─── 网页正文

【cuda学习日记】8.2 GPU加速库 --cuBLAS
8.2.1 cuBLAS
cuBLAS是一个线性代数子程式,基于BLAS basic linear algebra subprograms),即基本线性代数子程序。cuBLAS不支持多种稀疏数据格式,它仅支持并善于优化稠密向量和稠密矩阵的操作。
由于最初的BLAS库是用FORTRAN语言编写的,因此它使用的是以列优先的数组存储和以1为基准的索引。
8.2.1 先计算C = AB
#include "../common/common.h"
#include <stdio.h>
#include <cublas_v2.h>
#define M 3
#define N 2
#define K 2
void printMatrix(int R, int C, float *A, const char *name) {
printf("%s = \n", name);
for (int r = 0; r < R; ++r) {
for (int c = 0; c < C; ++c) {
printf("%10.6f", A[r * C + c]);
}
printf("\n");
}
printf("\n");
}
void initialData_ez(float *ip, int size)

──────

- **任务 1**:
把上面关于 cuBLAS 的网页正文完整地重新给出一遍，一字不改。

─── 所给材料

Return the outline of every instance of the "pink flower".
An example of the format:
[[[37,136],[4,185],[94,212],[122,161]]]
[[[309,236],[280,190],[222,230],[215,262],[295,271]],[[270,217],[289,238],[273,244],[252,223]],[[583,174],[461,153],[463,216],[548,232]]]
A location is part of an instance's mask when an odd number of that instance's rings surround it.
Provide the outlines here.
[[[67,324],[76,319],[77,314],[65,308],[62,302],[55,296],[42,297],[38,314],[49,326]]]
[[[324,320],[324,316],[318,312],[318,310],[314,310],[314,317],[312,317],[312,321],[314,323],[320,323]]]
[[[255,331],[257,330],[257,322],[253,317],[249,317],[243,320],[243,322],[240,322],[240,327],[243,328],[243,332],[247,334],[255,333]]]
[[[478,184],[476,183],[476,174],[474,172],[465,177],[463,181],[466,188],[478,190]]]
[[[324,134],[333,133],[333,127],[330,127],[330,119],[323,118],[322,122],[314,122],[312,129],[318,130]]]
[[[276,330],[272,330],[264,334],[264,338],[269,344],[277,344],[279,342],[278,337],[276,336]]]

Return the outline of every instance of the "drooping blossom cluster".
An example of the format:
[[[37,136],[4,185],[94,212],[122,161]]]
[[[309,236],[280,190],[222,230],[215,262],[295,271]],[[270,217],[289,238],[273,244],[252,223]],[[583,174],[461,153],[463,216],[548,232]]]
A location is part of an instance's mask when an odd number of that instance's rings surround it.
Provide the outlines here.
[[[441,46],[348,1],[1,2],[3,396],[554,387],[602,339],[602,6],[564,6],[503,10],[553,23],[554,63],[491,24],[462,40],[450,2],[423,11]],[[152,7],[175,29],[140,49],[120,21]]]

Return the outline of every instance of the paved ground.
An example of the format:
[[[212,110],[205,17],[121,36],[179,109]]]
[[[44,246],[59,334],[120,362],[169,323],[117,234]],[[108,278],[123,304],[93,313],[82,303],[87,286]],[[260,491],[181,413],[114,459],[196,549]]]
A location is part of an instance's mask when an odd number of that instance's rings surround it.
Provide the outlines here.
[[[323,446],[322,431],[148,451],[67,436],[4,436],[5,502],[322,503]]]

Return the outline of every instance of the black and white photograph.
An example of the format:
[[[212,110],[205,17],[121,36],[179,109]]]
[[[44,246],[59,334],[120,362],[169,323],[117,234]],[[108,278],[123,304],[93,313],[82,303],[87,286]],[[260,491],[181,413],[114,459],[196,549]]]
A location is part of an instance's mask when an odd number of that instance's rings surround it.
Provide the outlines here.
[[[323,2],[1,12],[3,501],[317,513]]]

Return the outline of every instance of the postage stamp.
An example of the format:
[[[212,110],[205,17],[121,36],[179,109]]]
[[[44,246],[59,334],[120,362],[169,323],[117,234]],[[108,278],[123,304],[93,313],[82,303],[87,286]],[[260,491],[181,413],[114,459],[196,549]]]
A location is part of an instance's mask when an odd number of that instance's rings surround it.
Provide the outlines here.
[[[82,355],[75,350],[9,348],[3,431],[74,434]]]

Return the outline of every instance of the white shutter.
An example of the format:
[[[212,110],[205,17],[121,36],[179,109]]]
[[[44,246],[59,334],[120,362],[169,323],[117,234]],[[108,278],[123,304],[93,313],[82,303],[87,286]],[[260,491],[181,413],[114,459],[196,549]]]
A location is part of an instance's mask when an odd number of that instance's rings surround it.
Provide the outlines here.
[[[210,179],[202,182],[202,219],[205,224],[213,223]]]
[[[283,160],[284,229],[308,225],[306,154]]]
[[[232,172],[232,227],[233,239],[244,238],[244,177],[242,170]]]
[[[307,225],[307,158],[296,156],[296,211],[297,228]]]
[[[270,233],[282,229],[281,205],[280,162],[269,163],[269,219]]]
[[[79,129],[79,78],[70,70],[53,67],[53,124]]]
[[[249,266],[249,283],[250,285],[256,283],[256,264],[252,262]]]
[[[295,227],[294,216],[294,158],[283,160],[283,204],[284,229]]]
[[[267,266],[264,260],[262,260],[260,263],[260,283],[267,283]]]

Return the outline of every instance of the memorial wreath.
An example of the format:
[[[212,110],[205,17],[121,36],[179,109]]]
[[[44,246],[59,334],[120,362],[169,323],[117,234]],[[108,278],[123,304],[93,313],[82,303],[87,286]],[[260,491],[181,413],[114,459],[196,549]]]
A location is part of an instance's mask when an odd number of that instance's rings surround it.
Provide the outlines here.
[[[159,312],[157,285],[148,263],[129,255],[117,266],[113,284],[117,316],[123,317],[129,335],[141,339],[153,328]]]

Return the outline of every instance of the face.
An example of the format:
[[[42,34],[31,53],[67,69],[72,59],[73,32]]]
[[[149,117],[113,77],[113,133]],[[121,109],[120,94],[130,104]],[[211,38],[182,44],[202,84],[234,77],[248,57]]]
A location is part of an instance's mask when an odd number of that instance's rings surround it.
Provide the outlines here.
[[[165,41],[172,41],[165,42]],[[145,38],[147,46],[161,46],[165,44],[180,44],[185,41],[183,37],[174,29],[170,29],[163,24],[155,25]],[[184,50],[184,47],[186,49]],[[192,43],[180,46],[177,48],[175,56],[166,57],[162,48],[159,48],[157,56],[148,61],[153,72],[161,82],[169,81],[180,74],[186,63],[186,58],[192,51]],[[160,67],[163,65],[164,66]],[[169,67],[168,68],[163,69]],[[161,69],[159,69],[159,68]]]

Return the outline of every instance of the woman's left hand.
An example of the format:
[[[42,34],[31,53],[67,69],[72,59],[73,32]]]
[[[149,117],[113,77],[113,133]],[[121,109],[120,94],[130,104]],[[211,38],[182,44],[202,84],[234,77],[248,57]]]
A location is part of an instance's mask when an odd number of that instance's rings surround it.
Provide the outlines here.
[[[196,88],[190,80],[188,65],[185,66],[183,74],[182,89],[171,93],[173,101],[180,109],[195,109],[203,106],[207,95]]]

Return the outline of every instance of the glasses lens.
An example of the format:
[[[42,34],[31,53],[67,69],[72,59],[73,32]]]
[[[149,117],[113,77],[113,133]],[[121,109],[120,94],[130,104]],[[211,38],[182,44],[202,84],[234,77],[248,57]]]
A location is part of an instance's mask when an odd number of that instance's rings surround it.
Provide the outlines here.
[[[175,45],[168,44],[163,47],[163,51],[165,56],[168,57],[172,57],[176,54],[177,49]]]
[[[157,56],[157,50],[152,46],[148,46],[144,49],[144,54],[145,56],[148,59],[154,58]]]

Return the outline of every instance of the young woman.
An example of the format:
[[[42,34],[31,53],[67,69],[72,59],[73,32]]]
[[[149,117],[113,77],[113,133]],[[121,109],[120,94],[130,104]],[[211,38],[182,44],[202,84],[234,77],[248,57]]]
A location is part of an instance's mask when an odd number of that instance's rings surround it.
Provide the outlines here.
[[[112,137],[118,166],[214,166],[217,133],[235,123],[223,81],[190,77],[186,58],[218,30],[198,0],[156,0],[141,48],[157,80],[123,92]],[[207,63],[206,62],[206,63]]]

──────

- **任务 2**:
上面的行中，有几行含有字符串“white”？只写出这个数字。

- **书面回答 1**:
【cuda学习日记】8.2 GPU加速库 --cuBLAS
8.2.1 cuBLAS
cuBLAS是一个线性代数子程式,基于BLAS basic linear algebra subprograms),即基本线性代数子程序。cuBLAS不支持多种稀疏数据格式,它仅支持并善于优化稠密向量和稠密矩阵的操作。
由于最初的BLAS库是用FORTRAN语言编写的,因此它使用的是以列优先的数组存储和以1为基准的索引。
8.2.1 先计算C = AB
#include "../common/common.h"
#include <stdio.h>
#include <cublas_v2.h>
#define M 3
#define N 2
#define K 2
void printMatrix(int R, int C, float *A, const char *name) {
printf("%s = \n", name);
for (int r = 0; r < R; ++r) {
for (int c = 0; c < C; ++c) {
printf("%10.6f", A[r * C + c]);
}
printf("\n");
}
printf("\n");
}
void initialData_ez(float *ip, int size)

- **书面回答 2**:
2